■ Lesetext ■
§ §
9punkt - Die Debattenrundschau

Kugeln für die Freiheit

Rundblick durch die Feuilletondebatten. Wochentags um 9 Uhr, sonnabends um 10 Uhr.
27.06.2014. Nach den Enthüllungen über die Kooperation zwischen BND und NSA stellt sich die Frage, ob die Bundesregierung überhaupt über das Thema aufklären kann: Denn sie ist Teil des Problems, fürchtet Lawblogger Thomas Stadler. Zeit online fragt, ob Frank-Walter Steinmeier in dieser Sache die Wahrheit sagte. Der Zürcher Germanist Wolfgang Groddeck erklärt in der NZZ, warum er gegen Open Access ist. Und wie sinnvoll ist ein Verbot von "Mein Kampf" nach Auslaufen der Urheberrechte im nächsten Jahr? Die SZ analysiert die Bildsprache der Terrortruppe Isis.
Efeu - Die Kulturrundschau vom 27.06.2014 finden Sie hier

Überwachung

Lawblogger Thomas Stadler benennt ein ungemütliches Problem, das sich aus den jüngsten SZ-Enthüllungen über die Auslieferung von Telekommunikationsdaten durch den BND an die NSA ergibt. Sie ist nämlich gesetzlich ausdrücklich untersagt: "Es zeigt sich also, dass die Bundesregierung nicht zur Aufklärung der mit großer Sicherheit rechtswidrigen Aktivitäten des BND im Bereich der TK-Überwachung beitragen wird, weil der BND ja gerade mit Wissen und Zustimmung der Bundesregierung gehandelt hat. Die Bundesregierung ist mithin Teil des Problems."

Die SZ meldet, dass CDU und SPD jetzt gemeinsam beschlossen haben, dass der Untersuchungssausschuss Edward Snowden nicht in Deutschland befragt, sondern in Moskau. Snowden hatte dies schon abgelehnt, was im Klartext bedeutet: Snowden wird überhaupt nicht befragt.

Patrick Beuth prüft für Zeit online nach den Enthüllungen über die Kooperation zwischen BND und NSA in den Jahren 2004 und 2007 die Aussagen der damaligen rot-grünen Regierungspolitiker, und vor allem des damaligen Kanzleramtsministers Frank-Walter Steinmeier. Gelogen habe er nicht, stellt Beuth fest: "Aber er hat auch nicht alles gesagt, was er wusste, um zur selbst geforderten Aufklärung beizutragen. Ein solcher Vorwurf trifft natürlich auf alle ehemaligen und aktuellen Regierungsmitglieder zu." Und dann stellt sich noch die Frage des Ringtauschs: Selbst wenn der BND deutsche Daten herausgefiltert hätte, hätte er dann nicht die Daten von Amerikanern an die NSA weitegereicht? Und verfährt diese ebenso mit deutschen Daten?

Lisa Caspari berichtet unterdessen ebenfalls für Zeit online über die Aussage von IT-Experten vor dem NSA-Ausschuss, die eine stärkere Verschlüsselung der Kommunikation und eine Abkoppelung der Netze fordern.
§ §
■ Aufgaben und Übungen ■
**a.** Erkläre anhand der Debattenrundschau in ein bis drei Sätzen, warum Thomas Stadler zufolge die Bundesregierung nicht zur Aufklärung der BND-Aktivitäten beitragen wird.
**b.** Führe die Debattenrundschau zur Überwachung im Anschluss an ihren letzten Satz fort.
Die Datensätze stehen in keinem Zusammenhang mit der Debattenrundschau.

Gespeicherte Dateneinträge:
§ §
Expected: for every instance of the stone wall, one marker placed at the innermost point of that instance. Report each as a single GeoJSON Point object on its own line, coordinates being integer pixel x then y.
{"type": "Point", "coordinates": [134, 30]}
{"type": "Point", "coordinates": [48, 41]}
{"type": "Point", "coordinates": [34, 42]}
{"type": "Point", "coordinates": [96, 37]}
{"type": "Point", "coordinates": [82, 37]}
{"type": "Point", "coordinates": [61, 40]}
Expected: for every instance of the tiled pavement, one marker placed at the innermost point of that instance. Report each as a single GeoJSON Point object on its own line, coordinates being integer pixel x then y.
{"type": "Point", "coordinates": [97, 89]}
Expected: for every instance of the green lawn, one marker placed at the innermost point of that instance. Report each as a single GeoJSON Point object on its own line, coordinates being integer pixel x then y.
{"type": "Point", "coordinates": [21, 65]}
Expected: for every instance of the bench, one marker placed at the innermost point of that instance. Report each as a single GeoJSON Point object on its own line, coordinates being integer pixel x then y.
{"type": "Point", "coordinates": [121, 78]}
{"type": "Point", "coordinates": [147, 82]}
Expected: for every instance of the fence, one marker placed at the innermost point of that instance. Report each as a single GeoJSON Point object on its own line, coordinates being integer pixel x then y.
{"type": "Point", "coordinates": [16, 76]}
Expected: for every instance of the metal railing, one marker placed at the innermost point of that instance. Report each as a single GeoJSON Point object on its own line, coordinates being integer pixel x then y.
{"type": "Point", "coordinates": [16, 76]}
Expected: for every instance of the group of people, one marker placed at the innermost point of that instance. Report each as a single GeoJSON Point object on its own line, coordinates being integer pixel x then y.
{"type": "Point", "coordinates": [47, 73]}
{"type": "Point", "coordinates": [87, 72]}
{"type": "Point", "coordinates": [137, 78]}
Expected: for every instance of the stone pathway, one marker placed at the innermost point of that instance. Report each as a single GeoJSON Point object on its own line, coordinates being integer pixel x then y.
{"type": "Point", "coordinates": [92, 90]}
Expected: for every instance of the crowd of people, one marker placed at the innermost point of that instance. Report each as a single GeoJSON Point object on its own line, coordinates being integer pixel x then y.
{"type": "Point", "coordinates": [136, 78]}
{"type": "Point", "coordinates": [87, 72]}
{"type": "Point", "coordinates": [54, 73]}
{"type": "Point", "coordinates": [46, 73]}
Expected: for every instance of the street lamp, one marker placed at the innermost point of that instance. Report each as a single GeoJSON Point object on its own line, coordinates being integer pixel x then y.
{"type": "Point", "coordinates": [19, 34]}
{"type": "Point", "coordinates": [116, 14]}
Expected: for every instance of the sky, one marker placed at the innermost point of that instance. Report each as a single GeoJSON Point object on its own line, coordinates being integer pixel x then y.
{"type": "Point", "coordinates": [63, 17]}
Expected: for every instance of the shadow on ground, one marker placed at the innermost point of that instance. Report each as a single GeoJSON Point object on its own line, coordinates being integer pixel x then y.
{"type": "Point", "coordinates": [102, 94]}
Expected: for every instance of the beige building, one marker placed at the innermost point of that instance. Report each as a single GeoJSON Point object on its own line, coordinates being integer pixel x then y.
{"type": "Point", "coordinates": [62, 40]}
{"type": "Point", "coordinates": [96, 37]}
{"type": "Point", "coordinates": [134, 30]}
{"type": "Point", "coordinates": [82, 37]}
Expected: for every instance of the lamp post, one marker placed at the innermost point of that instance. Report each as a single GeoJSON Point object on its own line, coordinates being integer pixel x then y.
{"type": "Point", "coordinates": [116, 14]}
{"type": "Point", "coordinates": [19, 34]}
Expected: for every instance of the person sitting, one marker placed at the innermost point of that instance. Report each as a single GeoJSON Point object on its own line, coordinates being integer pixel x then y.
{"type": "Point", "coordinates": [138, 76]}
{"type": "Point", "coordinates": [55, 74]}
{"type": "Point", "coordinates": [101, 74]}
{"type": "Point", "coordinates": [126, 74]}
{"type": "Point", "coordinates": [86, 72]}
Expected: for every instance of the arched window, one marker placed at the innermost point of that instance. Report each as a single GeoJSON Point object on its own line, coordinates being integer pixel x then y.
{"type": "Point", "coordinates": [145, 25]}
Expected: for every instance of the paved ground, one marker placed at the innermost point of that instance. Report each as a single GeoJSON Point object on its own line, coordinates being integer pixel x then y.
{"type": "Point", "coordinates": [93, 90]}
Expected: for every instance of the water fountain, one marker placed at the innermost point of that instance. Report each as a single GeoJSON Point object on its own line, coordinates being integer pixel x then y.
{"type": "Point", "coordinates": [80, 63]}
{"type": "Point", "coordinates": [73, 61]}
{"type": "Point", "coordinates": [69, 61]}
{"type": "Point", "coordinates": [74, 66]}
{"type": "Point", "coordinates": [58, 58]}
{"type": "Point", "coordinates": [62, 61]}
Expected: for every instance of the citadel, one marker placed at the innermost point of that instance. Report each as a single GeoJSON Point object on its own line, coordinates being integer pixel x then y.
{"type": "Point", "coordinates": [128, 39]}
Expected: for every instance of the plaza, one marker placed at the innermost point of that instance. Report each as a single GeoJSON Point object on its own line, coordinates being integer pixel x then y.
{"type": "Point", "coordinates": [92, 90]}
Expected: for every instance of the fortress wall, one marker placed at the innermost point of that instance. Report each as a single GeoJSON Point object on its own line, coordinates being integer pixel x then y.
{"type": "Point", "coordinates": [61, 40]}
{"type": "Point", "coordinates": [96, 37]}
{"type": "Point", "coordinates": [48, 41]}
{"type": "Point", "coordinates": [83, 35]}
§ §
■ Lösungen der Aufgaben ■
**a.** Stadler zufolge hat der BND mit Wissen und Zustimmung der Bundesregierung gehandelt, als er Telekommunikationsdaten an die NSA weitergab, obwohl das gesetzlich ausdrücklich untersagt ist. Deshalb ist die Bundesregierung selbst Teil des Problems und wird nicht zur Aufklärung beitragen.

**b.**
Die Stadt Chicago wird an Straßenlaternen Sensoren installieren, die nicht nur Wind und Wetter, sondern auch Bewegungsprofile von Handynutzern aufzeichnen werden - angeblich anonymisiert, berichtet Jacob Kastrenakes in The Verge, aber im Prinzip sei es möglich, "dass polizeilich die Verfolgung des Wegs einer einzelnen Person durch die Stadt möglich wird, eine höchst effiziente Fähigkeit, wenn sie außerdem mit den Überwachungskameras von Chicago verbunden wird. Eine Londoner Firma hat dies letztes Jahr mit Sensoren in Mülleimern versucht, wurde aber nach einigen Tagen gestoppt. Es heißt, die Sensoren in Chicago erlaubten solche Identifizierungen von Einzelpersonen nicht, was Bedenken beruhigen mag."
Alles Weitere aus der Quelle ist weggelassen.